An exact transcription of all the records, free of pictures, is the expected answer.

(Images for object localization)
* * *
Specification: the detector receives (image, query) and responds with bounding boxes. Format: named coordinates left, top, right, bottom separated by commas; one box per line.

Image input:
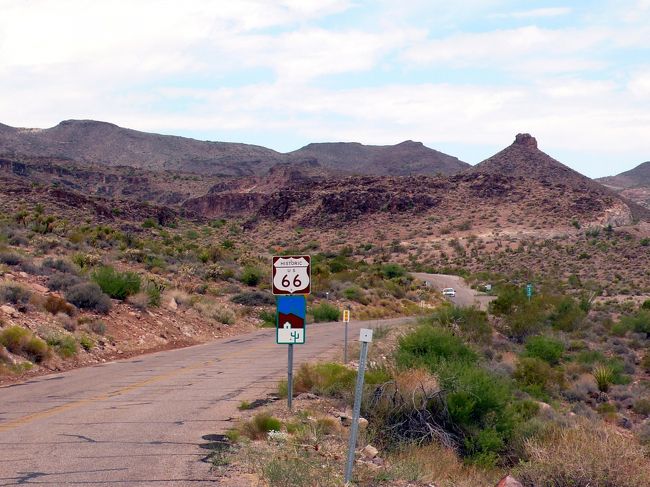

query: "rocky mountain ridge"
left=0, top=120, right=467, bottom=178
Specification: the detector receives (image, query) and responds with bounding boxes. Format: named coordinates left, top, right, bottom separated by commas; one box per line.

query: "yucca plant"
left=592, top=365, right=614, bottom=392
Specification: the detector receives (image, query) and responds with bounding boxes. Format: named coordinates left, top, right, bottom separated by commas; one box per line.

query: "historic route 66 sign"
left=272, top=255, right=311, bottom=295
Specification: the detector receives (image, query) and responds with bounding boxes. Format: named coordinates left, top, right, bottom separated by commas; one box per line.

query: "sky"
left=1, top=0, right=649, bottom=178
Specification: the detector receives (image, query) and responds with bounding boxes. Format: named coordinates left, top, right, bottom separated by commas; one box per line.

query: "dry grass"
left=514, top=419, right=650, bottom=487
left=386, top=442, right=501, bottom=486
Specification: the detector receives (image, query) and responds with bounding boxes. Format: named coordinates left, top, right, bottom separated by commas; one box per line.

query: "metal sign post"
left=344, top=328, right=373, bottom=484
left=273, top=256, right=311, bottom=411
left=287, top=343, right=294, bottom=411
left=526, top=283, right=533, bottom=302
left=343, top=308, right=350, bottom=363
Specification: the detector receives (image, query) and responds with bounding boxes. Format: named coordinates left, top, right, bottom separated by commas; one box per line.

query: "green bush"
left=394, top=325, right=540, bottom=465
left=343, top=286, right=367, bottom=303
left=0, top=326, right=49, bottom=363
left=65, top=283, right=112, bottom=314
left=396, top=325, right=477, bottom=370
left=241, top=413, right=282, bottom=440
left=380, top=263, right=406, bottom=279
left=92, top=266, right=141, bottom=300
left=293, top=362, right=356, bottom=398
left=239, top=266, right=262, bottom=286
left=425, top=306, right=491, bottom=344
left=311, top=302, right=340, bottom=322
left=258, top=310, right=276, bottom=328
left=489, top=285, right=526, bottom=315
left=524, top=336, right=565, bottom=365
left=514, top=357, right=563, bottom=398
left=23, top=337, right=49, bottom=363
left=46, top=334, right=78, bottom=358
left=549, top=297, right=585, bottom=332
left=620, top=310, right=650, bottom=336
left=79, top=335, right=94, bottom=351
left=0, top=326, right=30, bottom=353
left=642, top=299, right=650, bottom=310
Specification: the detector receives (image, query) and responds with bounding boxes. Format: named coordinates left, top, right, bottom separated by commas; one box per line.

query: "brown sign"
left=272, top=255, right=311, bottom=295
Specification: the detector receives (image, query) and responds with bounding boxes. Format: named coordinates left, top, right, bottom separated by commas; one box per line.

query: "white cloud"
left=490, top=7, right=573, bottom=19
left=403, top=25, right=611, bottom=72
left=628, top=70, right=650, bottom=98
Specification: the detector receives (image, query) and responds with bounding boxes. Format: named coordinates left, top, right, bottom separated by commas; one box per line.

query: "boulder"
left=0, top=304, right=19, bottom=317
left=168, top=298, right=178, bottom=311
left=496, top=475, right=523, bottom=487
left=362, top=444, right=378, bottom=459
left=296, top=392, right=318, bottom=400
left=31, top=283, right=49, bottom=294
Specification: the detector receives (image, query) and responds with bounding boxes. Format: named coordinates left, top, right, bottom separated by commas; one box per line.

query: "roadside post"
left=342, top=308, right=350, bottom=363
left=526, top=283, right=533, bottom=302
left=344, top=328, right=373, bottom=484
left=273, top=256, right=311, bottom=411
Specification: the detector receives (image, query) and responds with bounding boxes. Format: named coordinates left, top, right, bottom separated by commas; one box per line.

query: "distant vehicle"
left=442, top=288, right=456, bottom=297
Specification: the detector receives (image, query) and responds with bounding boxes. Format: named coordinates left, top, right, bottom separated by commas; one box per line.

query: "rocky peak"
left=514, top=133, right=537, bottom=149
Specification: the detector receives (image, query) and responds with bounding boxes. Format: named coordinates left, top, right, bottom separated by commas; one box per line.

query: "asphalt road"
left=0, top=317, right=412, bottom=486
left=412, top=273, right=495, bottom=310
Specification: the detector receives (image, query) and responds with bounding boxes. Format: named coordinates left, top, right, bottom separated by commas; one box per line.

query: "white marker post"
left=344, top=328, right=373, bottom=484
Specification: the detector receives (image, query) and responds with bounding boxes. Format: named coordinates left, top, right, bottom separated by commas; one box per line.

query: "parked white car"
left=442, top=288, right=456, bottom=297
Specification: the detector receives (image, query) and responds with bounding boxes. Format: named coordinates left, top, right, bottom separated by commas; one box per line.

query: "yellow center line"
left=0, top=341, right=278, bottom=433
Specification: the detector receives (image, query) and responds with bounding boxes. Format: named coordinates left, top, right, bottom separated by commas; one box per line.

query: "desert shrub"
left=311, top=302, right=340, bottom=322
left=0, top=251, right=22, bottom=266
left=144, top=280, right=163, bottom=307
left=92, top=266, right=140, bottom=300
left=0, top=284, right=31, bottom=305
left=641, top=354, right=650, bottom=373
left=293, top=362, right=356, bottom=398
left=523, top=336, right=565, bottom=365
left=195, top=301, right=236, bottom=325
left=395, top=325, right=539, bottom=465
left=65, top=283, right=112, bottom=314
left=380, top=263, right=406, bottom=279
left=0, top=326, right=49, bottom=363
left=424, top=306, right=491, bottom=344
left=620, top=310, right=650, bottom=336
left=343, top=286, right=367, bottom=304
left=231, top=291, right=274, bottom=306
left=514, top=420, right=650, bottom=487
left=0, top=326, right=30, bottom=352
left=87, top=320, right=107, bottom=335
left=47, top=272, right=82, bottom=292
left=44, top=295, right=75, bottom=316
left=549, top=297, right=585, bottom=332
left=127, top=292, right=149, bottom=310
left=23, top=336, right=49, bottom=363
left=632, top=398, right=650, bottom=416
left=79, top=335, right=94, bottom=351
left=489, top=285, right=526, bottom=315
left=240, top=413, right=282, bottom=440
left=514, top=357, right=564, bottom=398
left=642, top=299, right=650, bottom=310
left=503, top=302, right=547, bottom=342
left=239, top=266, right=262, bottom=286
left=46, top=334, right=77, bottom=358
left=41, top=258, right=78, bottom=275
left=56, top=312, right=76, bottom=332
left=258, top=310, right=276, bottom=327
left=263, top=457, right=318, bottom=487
* * *
YOUR SOLUTION:
Specification: the detector receives (image, query) and responds with bounding boxes. Format: named coordinates left, top, right, bottom separated by commas; one box per line.

Image input:

query: "rocky mountain ridge"
left=0, top=120, right=467, bottom=178
Specification: the detector receives (image, query) and responds with bounding boxes. Format: named coordinates left, top, right, bottom separated by commas; one box per line.

query: "yucca plant"
left=592, top=365, right=614, bottom=392
Specification: the detector receives (image, query) and responds with bounding boxes. Format: named coordinates left, top, right, bottom separated by commas; one box per line.

query: "historic route 66 sign"
left=272, top=255, right=311, bottom=295
Specification: the detector receives (image, query) and responds with bounding boxes. Format: named coordinates left, top, right, bottom separated by commas; one box per line.

query: "sky"
left=1, top=0, right=649, bottom=178
Specification: the detector receives (image, query) and responds with bounding boxes. Format: named coordinates left, top, right, bottom separated by commas; one box per line.

query: "dry grass"
left=514, top=419, right=650, bottom=487
left=386, top=442, right=501, bottom=486
Specification: the detector receives (image, query) and responds with bounding boxes. Format: named coordinates left, top, right, bottom separated by commas; one box per line.

query: "metal sign post"
left=344, top=328, right=373, bottom=484
left=273, top=256, right=311, bottom=411
left=287, top=343, right=294, bottom=411
left=526, top=283, right=533, bottom=302
left=343, top=308, right=350, bottom=363
Specification: the detector receives (image, query) and responds with bounding boxes. Format: named coordinates left, top, right, bottom separated by commas; one box per line.

query: "green bush"
left=394, top=325, right=540, bottom=465
left=343, top=286, right=367, bottom=303
left=0, top=326, right=49, bottom=363
left=65, top=283, right=112, bottom=314
left=396, top=325, right=477, bottom=370
left=241, top=413, right=282, bottom=440
left=380, top=263, right=406, bottom=279
left=92, top=266, right=141, bottom=300
left=293, top=362, right=356, bottom=398
left=239, top=266, right=262, bottom=286
left=425, top=306, right=491, bottom=344
left=311, top=302, right=340, bottom=322
left=258, top=310, right=276, bottom=328
left=489, top=285, right=526, bottom=315
left=524, top=336, right=565, bottom=365
left=514, top=357, right=563, bottom=398
left=23, top=337, right=49, bottom=363
left=46, top=334, right=78, bottom=358
left=549, top=297, right=585, bottom=332
left=620, top=310, right=650, bottom=336
left=79, top=335, right=94, bottom=351
left=0, top=326, right=30, bottom=353
left=642, top=299, right=650, bottom=310
Specification: the detector receives (image, query) and responds with bounding boxes. Format: named coordinates left, top, right, bottom separated by commas; one box per line.

query: "brown sign"
left=272, top=255, right=311, bottom=295
Specification: the detector receives (image, query) and responds with bounding boxes. Format: named coordinates left, top, right, bottom separated by commas; one box per line.

query: "white cloud"
left=490, top=7, right=573, bottom=19
left=403, top=25, right=611, bottom=72
left=628, top=70, right=650, bottom=98
Specification: the detector receives (image, query) and responds with bounding boxes. Format: named coordinates left, top, right, bottom separated by commas; one box per line.

query: "boulder"
left=0, top=304, right=19, bottom=317
left=168, top=298, right=178, bottom=311
left=496, top=475, right=523, bottom=487
left=362, top=444, right=378, bottom=459
left=296, top=392, right=318, bottom=400
left=31, top=283, right=49, bottom=294
Specification: the detector receives (image, query) and responds with bounding boxes. Format: named coordinates left, top, right, bottom separated by commas; one box per line.

query: "roadside post"
left=342, top=308, right=350, bottom=363
left=526, top=283, right=533, bottom=302
left=344, top=328, right=373, bottom=484
left=273, top=256, right=311, bottom=411
Specification: the detector receives (image, query) and responds with bounding boxes. Format: named coordinates left, top, right, bottom separated by commas; one box per line.

query: "distant vehicle"
left=442, top=288, right=456, bottom=297
Specification: the detector receives (image, query) and responds with bounding boxes. Format: named coordinates left, top, right, bottom separated by commas; one box per line.

query: "rocky peak"
left=514, top=133, right=537, bottom=149
Specification: the detector receives (image, query) and responds with bounding boxes. Format: named coordinates left, top, right, bottom separated by commas; one box per line.

query: "asphalt road"
left=0, top=317, right=412, bottom=486
left=412, top=273, right=495, bottom=310
Specification: the detector receives (image, query) and responds with bounding boxes. Format: named coordinates left, top, right, bottom separated by commas; one box per line.

query: "white marker post"
left=344, top=328, right=373, bottom=484
Specification: the detector receives (image, query) and responds with bounding boxes. Format: named coordinates left, top, right, bottom separated by commas; one box per line.

query: "parked white car"
left=442, top=288, right=456, bottom=297
Specification: the detector receives (image, query) and responds with bounding boxes. Format: named coordinates left, top, right, bottom separated by commas; one box per line.

query: "yellow center line"
left=0, top=341, right=278, bottom=433
Specification: the detector receives (image, query) and responds with bounding boxes. Format: named coordinates left, top, right, bottom separated by commas; one box per line.

query: "desert shrub"
left=311, top=302, right=340, bottom=322
left=0, top=251, right=22, bottom=266
left=144, top=280, right=163, bottom=307
left=92, top=266, right=140, bottom=300
left=0, top=284, right=31, bottom=305
left=641, top=354, right=650, bottom=373
left=293, top=362, right=356, bottom=398
left=523, top=336, right=565, bottom=365
left=195, top=301, right=236, bottom=325
left=395, top=325, right=539, bottom=465
left=65, top=283, right=112, bottom=314
left=380, top=263, right=406, bottom=279
left=0, top=326, right=49, bottom=363
left=424, top=306, right=491, bottom=344
left=620, top=310, right=650, bottom=336
left=343, top=286, right=367, bottom=304
left=231, top=291, right=274, bottom=306
left=514, top=420, right=650, bottom=487
left=0, top=326, right=30, bottom=352
left=87, top=320, right=107, bottom=335
left=47, top=272, right=82, bottom=292
left=44, top=295, right=75, bottom=316
left=549, top=297, right=585, bottom=332
left=127, top=292, right=149, bottom=310
left=23, top=336, right=49, bottom=363
left=632, top=398, right=650, bottom=416
left=79, top=335, right=94, bottom=351
left=489, top=285, right=526, bottom=315
left=240, top=413, right=282, bottom=440
left=514, top=357, right=564, bottom=398
left=642, top=299, right=650, bottom=310
left=503, top=302, right=547, bottom=342
left=239, top=266, right=262, bottom=286
left=46, top=334, right=77, bottom=358
left=41, top=258, right=78, bottom=275
left=56, top=312, right=76, bottom=332
left=258, top=310, right=276, bottom=327
left=263, top=457, right=318, bottom=487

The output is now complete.